• [BAGIAN TEKS]:
Silent Majority, Richard Nixon, dan Perang Vietnam
Silent majority muncul setiap pemilu. Istilah politik ini semakin populer usai disebut dalam pidato Presiden AS Richard Nixon terkait Perang Vietnam.
ISTILAH silent majority menjadi sorotan warganet setelah pelaksanaan Pemilu 2024. Istilah ini dapat diartikan sebagai bagian terbesar dari populasi suatu negara yang terdiri dari orang-orang yang tidak terlibat secara aktif dalam politik atau tidak mengekspresikan pendapat politik mereka secara terbuka. Sejak kapan istilah ini populer?
Istilah silent majority mencuri perhatian publik saat Presiden Amerika Serikat Richard Nixon menyampaikan pidato terkait Perang Vietnam pada 3 November 1969. Pidato itu kini dikenal dengan sebutan “Silent Majority Speech”. Dinamakan demikian karena Nixon meminta dukungan dari “mayoritas penduduk Amerika yang tidak secara terbuka mengekspresikan pendapat mereka” untuk upaya Vietnamisasi yang akan dilakukan oleh pemerintahannya.

• [KETENTUAN LATIHAN]:
A. Tentukan apakah setiap pernyataan berikut sesuai dengan teks tentang silent majority, lalu jawab ya atau tidak disertai kutipan persis dari teks yang menjadi penentunya: (i) Nixon menyampaikan pidato terkait Perang Vietnam pada 3 November 1969. (ii) Pidato Nixon itu kini dikenal dengan sebutan "Vietnam Speech". (iii) Nixon meminta dukungan untuk upaya Vietnamisasi oleh pemerintahannya.
B. Tukar "warganet" dengan "netizen" pada teks tentang silent majority, lalu tulis ulang seluruh bagian mulai dari "ISTILAH silent majority menjadi" hingga "istilah ini populer?".
C. Lanjutkan teks tentang silent majority dan pidato Nixon mulai setelah kalimat terakhirnya.
Data berikut tidak diperlukan untuk mengerjakan latihan ini.

• [DATA TERSEDIA]:
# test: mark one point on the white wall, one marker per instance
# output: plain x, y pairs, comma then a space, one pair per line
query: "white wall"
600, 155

• [JAWABAN SOAL]:
A.
(i) Ya: "menyampaikan pidato terkait Perang Vietnam pada 3 November 1969".
(ii) Tidak: "Pidato itu kini dikenal dengan sebutan “Silent Majority Speech”".
(iii) Ya: "untuk upaya Vietnamisasi yang akan dilakukan oleh pemerintahannya".

B.
ISTILAH silent majority menjadi sorotan netizen setelah pelaksanaan Pemilu 2024. Istilah ini dapat diartikan sebagai bagian terbesar dari populasi suatu negara yang terdiri dari orang-orang yang tidak terlibat secara aktif dalam politik atau tidak mengekspresikan pendapat politik mereka secara terbuka. Sejak kapan istilah ini populer?

C.
Dalam otobiografinya, The Memoirs of Richard Nixon, mantan wakil presiden era pemerintahan Dwight D. Eisenhower itu menyatakan bahwa AS akan terus berjuang hingga pihak komunis setuju untuk menegosiasikan perdamaian yang adil dan terhormat di Vietnam, atau sampai Vietnam Selatan dapat mempertahankan diri mereka sendiri yang juga dikenal sebagai upaya Vietnamisasi.
“Pada saat yang sama, pemerintah juga akan melanjutkan penarikan pasukan berdasarkan prinsip-prinsip Doktrin Nixon: kecepatan penarikan pasukan akan dikaitkan dengan kemajuan Vietnamisasi, pertimbangan aktivitas musuh, dan perkembangan di meja perundingan. Saya menekankan bahwa kebijakan pemerintah tidak akan terpengaruh oleh demonstrasi di jalanan,” kata Nixon.
Kala itu, Perang Vietnam menjadi isu yang paling disorot oleh penduduk Negeri Paman Sam dan dunia internasional. Demonstrasi anti-Perang Vietnam pun kerap digelar. Ketika Nixon berhasil mengalahkan wakil Partai Demokrat Hubert Humphrey dalam pemilihan presiden tahun 1968, ia langsung dihadapkan pada persoalan Perang Vietnam.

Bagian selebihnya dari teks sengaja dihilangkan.